=== Given request ===
Count the lines in the rows below that contain the word "rock". Case matters. Reply with the number alone.

=== Data for this exercise ===
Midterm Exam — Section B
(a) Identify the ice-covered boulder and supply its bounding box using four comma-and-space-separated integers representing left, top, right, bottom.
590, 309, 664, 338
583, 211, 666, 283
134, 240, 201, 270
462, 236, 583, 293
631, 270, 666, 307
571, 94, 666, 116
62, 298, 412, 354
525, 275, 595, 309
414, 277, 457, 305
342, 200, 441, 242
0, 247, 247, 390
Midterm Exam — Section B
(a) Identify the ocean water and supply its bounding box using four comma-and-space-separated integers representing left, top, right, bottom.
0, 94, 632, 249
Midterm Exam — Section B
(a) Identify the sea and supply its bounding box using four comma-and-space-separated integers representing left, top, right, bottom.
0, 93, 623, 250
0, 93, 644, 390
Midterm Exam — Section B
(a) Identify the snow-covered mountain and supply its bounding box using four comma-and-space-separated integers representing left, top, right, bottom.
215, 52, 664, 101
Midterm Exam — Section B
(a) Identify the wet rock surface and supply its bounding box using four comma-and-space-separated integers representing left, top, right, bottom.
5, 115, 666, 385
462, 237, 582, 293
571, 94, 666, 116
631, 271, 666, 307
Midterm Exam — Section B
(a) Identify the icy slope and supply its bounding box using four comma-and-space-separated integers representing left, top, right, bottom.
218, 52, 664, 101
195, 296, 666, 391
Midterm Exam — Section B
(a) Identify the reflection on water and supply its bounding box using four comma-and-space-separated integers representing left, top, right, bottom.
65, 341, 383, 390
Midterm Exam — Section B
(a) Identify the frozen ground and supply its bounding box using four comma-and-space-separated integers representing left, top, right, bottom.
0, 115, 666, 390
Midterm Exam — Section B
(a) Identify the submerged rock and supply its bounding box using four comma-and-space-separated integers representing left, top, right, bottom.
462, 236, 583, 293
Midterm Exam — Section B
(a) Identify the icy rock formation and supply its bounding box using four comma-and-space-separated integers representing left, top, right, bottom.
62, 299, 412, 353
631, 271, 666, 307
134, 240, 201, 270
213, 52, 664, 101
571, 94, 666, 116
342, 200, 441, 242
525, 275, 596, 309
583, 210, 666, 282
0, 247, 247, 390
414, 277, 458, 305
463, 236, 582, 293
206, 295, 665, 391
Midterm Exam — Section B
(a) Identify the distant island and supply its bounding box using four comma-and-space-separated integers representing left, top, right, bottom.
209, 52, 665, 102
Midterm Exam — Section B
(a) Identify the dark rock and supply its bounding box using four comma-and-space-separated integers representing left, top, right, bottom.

=== Output of the exercise ===
4